**Selected passage**:
>>
Axes (ggplot2)

Problem

You want to change the order or direction of the axes.

Solution

Note: In the examples below, where it says something like scaley_continuous, scale_x_continuous, or ylim, the _y can be replaced with x if you want to operate on the other axis.

This is the basic boxplot that we will work with, using the built-in PlantGrowth data set.

  1. library(ggplot2)
  2. bp <- ggplot(PlantGrowth, aes(x=group, y=weight)) +
  3. geom_boxplot()
  4. bp

plot of chunk unnamed-chunk-2

Swapping X and Y axes

Swap x and y axes (make x vertical, y horizontal):

  1. bp + coord_flip()

plot of chunk unnamed-chunk-3

Discrete axis

Changing the order of items

  1. # Manually set the order of a discrete-valued axis
  2. bp + scale_x_discrete(limits=c("trt1","trt2","ctrl"))
  3. # Reverse the order of a discrete-valued axis
  4. # Get the levels of the factor
  5. flevels <- levels(PlantGrowth$group)
<<
**Written task 1**:
Which function does the ggplot2 axes tutorial use to swap the x and y axes?
**Written task 2**:
Please transcribe the ggplot2 axes tutorial word for word, starting with "Note: In the" and going on through "1. library(ggplot2)".
**Written task 3**:
Go on with the ggplot2 axes tutorial from its last line.
None of this concerns the data items.

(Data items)
>>
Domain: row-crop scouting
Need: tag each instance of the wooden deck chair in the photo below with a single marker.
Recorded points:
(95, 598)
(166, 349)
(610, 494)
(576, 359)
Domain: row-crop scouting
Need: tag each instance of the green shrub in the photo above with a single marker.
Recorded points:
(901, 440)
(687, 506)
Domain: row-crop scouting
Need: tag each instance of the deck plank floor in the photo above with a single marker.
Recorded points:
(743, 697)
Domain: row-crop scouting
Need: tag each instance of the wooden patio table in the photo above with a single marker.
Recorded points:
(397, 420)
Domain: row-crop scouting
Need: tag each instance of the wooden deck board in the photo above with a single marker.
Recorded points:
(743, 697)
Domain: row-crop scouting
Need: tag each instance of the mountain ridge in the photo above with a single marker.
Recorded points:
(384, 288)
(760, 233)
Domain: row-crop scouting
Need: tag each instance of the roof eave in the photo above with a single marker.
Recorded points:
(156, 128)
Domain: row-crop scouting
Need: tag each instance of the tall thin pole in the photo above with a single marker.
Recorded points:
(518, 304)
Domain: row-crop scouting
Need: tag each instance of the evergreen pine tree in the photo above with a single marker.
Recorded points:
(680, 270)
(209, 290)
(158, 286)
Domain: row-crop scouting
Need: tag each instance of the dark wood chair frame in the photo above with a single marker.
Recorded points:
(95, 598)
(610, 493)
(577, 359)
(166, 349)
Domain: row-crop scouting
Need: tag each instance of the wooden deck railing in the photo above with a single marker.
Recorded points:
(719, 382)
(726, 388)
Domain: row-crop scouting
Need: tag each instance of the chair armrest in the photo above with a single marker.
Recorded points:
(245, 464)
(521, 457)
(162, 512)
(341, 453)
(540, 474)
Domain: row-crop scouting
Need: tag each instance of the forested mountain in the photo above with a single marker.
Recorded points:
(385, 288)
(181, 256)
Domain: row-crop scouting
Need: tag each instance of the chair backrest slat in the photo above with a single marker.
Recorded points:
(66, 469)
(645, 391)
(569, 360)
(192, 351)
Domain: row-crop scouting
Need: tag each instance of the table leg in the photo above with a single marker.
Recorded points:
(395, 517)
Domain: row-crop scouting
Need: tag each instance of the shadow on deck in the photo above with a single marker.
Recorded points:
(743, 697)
<<
**Exercise output 1**:
coord_flip()

**Exercise output 2**:
Note: In the examples below, where it says something like scaley_continuous, scale_x_continuous, or ylim, the _y can be replaced with x if you want to operate on the other axis.

This is the basic boxplot that we will work with, using the built-in PlantGrowth data set.

  1. library(ggplot2)

**Exercise output 3**:
  6. flevels
  7. #> [1] "ctrl" "trt1" "trt2"
  8. # Reverse the order
  9. flevels <- rev(flevels)
  10. flevels
  11. #> [1] "trt2" "trt1" "ctrl"
  12. bp + scale_x_discrete(limits=flevels)
  13. # Or it can be done in one line:
  14. bp + scale_x_discrete(limits = rev(levels(PlantGrowth$group)))

plot of chunk unnamed-chunk-4plot of chunk unnamed-chunk-4plot of chunk unnamed-chunk-4

Setting tick mark labels

For discrete variables, the tick mark labels are taken directly from levels of the factor. However, sometimes the factor levels have short names that aren’t suitable for presentation.

  1. bp + scale_x_discrete(breaks=c("ctrl", "trt1", "trt2"),
  2. labels=c("Control", "Treat 1", "Treat 2"))

plot of chunk unnamed-chunk-5

  1. # Hide x tick marks, labels, and grid lines
  2. bp + scale_x_discrete(breaks=NULL)
  3. # Hide all tick marks and labels (on X axis), but keep the gridlines
  4. bp + theme(axis.ticks = element_blank(), axis.text.x = element_blank())

plot of chunk unnamed-chunk-6plot of chunk unnamed-chunk-6

Continuous axis

Setting range and reversing direction of an axis

If you simply want to make sure that an axis includes a particular value in the range, use expand_limits(). This can only expand the range of an axis; it can’t shrink the range.

  1. # Make sure to include 0 in the y axis
  2. bp + expand_limits(y=0)
  3. # Make sure to include 0 and 8 in the y axis
  4. bp + expand_limits(y=c(0,8))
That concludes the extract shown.